(Reading passage begins)

What to Expect
Osteopathy is a method of diagnosing, treating and preventing a wide range of health problems for all age groups from babies to the elderly and during pregnancy.
On your first appointment, I will take a medical history and and ask about your lifestyle as well as any other symptoms you may be experiencing. This is very important as it will help me to make an accurate, holistic diagnosis.
Your records will be treated as confidential in accordance with standards of practice set out by the General Osteopathic Council and the General Data Protection Regulation (GDPR). If you wish, you may request a copy of your notes, but you may be charged an administration fee for this.
I will assess your body as a whole as well as the area(s) of your body causing discomfort. Sometimes the cause of the problem will be in a different area to the pain/restriction. I will explain what I am doing as I go along.
If you are uncomfortable with any part of this, you have the right to ask to stop at any stage, without affecting your future treatment.
Your first treatment will normally take around 45 minutes. Any follow up treatments normally take between 30 and 45 minutes.

(Reading passage ends)

Directions:
a - Reproduce the osteopathy passage from "On your first" up to and including "accurate, holistic diagnosis.".
b - Write the next part of the osteopathy passage, picking up after its final sentence.

(Dataset entries begins)

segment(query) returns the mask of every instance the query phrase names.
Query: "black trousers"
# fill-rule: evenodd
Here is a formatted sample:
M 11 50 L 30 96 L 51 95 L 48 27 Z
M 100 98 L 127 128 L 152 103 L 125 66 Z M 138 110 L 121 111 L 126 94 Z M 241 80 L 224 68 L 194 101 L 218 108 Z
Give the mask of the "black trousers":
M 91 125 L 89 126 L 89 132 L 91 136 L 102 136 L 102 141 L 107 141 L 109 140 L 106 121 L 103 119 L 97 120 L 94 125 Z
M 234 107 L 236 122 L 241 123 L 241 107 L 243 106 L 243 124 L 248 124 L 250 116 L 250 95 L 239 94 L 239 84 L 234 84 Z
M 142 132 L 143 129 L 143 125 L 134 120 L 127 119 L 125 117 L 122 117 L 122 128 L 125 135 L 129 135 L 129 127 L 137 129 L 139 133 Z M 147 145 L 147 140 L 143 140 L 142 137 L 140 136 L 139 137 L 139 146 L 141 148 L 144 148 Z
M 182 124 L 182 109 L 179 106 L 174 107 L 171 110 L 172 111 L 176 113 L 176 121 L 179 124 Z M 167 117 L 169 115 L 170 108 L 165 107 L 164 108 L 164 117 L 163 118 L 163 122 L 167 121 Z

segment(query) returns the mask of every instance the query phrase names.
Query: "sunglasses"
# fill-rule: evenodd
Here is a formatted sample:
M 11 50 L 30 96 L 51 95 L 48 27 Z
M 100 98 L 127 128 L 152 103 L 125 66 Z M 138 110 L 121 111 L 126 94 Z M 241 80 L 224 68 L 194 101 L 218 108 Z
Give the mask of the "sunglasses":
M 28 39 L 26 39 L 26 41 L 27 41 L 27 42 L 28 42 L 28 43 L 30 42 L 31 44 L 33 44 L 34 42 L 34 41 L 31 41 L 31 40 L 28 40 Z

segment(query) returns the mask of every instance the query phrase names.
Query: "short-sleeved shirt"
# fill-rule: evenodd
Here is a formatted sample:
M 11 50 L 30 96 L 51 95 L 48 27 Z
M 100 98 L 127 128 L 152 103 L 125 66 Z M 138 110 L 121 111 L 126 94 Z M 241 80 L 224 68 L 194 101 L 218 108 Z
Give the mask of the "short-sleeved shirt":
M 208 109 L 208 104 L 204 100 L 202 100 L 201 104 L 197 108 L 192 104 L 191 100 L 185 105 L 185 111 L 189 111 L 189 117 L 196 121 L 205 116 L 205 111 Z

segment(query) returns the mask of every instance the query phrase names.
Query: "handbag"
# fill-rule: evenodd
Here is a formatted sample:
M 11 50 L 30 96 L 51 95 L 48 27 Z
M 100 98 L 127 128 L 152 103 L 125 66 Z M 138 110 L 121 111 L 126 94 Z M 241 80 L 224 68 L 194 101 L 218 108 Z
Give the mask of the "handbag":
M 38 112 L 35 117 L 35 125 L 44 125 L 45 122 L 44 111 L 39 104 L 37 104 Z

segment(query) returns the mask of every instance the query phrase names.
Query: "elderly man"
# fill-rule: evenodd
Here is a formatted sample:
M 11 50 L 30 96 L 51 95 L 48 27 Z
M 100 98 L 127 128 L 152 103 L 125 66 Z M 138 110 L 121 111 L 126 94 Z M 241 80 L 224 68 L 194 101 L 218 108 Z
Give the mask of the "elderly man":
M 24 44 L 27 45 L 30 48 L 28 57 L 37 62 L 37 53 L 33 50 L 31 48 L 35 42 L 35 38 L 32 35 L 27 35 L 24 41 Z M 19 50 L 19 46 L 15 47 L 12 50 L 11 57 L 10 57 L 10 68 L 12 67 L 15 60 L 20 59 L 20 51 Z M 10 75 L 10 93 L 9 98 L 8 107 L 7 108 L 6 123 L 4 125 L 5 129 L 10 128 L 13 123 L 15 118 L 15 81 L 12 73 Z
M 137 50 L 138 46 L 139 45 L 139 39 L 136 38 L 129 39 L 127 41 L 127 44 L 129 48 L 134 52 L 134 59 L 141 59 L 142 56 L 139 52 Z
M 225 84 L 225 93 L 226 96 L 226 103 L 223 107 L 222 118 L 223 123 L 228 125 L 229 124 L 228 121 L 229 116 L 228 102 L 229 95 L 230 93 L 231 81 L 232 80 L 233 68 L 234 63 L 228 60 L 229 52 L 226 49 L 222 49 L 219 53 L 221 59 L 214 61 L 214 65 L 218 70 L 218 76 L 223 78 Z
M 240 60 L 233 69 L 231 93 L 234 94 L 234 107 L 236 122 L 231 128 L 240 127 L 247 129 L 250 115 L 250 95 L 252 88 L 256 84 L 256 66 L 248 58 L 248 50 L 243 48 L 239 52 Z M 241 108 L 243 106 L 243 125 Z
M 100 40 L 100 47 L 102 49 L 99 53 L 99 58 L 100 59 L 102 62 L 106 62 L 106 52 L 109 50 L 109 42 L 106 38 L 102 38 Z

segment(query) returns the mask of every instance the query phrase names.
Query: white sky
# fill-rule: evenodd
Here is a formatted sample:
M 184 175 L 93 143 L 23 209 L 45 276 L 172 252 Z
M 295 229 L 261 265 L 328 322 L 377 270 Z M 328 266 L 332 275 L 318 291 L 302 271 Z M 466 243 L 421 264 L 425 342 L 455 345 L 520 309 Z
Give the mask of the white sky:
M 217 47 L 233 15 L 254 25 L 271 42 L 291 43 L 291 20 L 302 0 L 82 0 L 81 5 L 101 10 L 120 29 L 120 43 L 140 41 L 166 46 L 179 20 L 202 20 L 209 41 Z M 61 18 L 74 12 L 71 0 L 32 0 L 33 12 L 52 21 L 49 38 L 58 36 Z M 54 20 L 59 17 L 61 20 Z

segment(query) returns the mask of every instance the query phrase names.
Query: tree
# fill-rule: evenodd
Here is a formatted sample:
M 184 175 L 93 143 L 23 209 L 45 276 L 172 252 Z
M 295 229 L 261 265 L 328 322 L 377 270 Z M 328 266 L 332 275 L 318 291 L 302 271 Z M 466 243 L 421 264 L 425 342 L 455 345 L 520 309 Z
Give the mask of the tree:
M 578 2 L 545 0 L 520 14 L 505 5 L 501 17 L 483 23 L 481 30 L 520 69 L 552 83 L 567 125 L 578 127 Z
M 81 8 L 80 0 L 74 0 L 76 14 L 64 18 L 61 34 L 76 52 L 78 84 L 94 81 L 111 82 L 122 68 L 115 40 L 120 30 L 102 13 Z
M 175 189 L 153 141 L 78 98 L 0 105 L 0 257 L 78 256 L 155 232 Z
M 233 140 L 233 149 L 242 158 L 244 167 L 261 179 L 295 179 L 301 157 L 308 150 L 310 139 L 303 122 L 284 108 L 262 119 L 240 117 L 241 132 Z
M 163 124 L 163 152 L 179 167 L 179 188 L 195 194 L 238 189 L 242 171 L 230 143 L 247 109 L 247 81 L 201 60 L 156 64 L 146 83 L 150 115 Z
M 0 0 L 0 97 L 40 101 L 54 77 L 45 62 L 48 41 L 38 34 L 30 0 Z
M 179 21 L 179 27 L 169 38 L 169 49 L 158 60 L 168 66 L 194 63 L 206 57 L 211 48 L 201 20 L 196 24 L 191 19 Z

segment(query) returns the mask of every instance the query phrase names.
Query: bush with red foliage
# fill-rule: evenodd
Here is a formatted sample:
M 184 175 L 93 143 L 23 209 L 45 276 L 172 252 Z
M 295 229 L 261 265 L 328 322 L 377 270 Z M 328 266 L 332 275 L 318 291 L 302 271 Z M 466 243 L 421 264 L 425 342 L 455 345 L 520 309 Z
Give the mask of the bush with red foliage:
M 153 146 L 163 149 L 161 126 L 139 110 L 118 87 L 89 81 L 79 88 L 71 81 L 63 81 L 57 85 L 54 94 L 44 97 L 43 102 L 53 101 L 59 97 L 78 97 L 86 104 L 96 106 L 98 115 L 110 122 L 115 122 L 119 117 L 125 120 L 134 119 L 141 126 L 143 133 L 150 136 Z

(Dataset entries ends)

Answers per task:
a -
On your first appointment, I will take a medical history and and ask about your lifestyle as well as any other symptoms you may be experiencing. This is very important as it will help me to make an accurate, holistic diagnosis.

b -
£52 for adults
£42 for children
What to Wear
You will need to have appropriate underwear for the initial examination as you will need to briefly undress so that I can check for signs of trauma, surgery or pathological changes for diagnostic purposes.
Once this has been checked, you can choose to redress in loose/light clothing. I will then complete your assessment and palpate you holistically rather than simply focusing on the area of complaint.
If you feel uncomfortable undressing to your underwear, you should be able to wear clothing after the initial examination such as shorts and a t-shirt, loose garments or thin, close-fitting garments that will allow effective treatment, so please discuss this if it is a concern to you.
You are welcome to ask a chaperone to be present throughout your appointment.
Frozen shoulder/ shoulder and elbow pain/ tennis elbow (lateral epicondylitis) arising from associated musculoskeletal conditions of the back and neck, but not isolated occurrences
Headache arising from the neck (cervicogenic)
Joint pains including hip and knee pain from osteoarthritis as an adjunct to core OA treatments and exercise
General, acute & chronic backache, back pain (not arising from injury or accident)
Generalised aches and pains
Minor sports injuries
Tension and inability to relax
Uncomplicated mechanical neck pain (as opposed to neck pain following injury i.e. whiplash)
I will explain your diagnosis and discuss my expectations for your course of treatment with you. This may involve exercises, postural and lifestyle advice for short and long term improvement. We will discuss the likely number of treatments that you will need and ask for your consent.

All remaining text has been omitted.